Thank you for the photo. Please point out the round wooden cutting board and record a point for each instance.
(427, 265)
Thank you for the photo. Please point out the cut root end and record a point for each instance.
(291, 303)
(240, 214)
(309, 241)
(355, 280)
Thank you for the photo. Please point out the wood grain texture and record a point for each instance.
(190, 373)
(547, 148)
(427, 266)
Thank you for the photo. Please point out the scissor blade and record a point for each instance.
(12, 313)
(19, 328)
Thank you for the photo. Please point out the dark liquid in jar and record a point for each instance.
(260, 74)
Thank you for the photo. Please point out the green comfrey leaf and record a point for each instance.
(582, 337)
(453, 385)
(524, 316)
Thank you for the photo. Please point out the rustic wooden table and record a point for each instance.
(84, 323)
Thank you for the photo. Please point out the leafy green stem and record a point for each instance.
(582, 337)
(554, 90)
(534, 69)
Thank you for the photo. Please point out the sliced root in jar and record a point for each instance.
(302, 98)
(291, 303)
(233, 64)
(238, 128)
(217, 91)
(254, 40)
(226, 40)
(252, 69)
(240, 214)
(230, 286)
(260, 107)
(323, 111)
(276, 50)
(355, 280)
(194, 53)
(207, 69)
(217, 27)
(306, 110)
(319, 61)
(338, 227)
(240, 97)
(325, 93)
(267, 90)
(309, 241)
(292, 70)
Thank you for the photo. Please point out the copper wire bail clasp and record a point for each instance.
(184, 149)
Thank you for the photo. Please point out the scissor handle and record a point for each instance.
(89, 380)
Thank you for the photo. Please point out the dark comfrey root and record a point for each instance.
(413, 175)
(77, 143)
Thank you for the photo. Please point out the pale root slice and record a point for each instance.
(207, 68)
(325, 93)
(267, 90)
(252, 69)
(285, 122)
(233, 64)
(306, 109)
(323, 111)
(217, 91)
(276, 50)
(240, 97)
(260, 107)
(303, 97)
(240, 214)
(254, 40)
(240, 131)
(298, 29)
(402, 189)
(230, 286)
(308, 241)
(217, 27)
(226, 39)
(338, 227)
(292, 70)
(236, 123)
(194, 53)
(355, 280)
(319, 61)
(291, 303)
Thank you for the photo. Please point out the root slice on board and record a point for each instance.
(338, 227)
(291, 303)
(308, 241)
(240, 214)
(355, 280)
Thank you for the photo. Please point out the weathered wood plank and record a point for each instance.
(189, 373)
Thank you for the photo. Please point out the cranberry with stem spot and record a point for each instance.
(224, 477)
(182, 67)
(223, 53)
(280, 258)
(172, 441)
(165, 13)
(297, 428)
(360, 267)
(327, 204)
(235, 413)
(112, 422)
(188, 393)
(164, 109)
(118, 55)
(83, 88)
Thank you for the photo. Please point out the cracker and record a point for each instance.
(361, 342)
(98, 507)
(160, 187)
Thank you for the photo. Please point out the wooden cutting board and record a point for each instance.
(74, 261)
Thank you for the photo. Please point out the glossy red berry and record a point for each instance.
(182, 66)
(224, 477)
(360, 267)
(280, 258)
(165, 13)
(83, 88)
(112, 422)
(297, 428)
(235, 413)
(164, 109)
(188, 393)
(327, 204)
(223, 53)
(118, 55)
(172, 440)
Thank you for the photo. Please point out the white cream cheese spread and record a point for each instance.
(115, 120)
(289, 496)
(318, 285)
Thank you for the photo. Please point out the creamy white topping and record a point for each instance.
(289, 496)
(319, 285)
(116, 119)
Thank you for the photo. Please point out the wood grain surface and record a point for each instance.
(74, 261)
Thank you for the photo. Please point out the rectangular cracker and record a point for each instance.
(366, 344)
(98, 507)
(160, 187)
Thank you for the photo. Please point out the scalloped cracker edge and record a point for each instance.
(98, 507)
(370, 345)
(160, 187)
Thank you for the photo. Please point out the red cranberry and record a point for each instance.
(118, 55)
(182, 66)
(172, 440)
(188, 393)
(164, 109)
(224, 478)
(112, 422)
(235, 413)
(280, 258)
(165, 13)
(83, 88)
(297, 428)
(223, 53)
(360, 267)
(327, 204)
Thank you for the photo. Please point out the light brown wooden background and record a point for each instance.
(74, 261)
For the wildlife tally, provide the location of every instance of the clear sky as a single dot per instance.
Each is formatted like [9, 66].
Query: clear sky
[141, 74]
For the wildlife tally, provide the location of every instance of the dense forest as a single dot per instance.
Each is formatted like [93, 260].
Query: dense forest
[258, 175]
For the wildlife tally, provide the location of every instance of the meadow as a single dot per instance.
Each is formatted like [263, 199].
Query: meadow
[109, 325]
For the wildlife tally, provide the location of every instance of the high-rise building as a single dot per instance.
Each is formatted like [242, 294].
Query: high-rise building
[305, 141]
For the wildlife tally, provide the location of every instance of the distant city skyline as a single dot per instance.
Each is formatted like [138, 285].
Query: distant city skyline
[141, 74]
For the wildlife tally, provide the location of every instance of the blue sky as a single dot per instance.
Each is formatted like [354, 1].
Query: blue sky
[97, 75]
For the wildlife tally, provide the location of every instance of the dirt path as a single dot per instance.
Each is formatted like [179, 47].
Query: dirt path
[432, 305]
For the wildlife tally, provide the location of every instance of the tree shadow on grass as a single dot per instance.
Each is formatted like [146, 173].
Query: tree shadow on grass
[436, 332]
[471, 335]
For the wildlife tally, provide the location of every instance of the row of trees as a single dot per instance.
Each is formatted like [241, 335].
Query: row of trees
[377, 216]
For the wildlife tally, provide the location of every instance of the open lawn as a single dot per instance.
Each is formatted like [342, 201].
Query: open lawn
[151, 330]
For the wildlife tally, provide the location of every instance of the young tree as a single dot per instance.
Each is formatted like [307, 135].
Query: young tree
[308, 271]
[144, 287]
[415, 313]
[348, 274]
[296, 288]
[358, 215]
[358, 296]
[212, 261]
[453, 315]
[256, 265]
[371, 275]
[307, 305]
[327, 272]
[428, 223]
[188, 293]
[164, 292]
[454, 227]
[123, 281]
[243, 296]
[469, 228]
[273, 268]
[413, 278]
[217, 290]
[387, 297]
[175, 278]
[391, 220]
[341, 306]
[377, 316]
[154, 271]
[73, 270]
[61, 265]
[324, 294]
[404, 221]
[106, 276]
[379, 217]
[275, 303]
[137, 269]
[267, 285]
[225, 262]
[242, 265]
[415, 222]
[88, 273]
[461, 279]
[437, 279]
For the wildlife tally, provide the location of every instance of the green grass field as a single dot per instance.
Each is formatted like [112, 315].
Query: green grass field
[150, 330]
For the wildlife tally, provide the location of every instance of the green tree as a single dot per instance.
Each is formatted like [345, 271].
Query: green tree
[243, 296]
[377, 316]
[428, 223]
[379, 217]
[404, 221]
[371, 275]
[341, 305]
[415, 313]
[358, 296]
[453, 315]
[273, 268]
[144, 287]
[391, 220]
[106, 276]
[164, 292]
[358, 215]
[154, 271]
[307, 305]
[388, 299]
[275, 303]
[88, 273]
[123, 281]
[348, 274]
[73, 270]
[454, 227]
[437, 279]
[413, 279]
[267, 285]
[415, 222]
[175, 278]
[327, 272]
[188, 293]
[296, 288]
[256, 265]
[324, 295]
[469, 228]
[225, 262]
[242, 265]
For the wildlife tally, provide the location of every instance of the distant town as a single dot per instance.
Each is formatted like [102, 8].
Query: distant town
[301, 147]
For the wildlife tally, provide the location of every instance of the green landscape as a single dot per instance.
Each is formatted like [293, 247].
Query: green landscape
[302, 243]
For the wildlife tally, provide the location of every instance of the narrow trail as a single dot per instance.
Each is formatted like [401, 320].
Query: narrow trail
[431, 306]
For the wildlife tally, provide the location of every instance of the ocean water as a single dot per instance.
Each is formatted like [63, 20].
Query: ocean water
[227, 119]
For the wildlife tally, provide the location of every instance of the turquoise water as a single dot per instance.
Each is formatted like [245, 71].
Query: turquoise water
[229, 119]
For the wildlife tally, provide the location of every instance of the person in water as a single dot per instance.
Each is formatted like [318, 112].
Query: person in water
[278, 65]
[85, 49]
- - - - -
- _Directions_:
Go through the material above and output exactly the lines from the one containing "Query: tree shadow on grass" through the one containing "lawn as a single dot per instance.".

- _Finished task_:
Query: tree shadow on grass
[436, 332]
[471, 335]
For the wildlife tally, provide the location of every instance of the row of trees as a single dot per instance.
Each is formatted like [241, 335].
Query: row of trees
[377, 216]
For the wildlife tally, provide the location of every instance of the open lawn as a single dot per instance.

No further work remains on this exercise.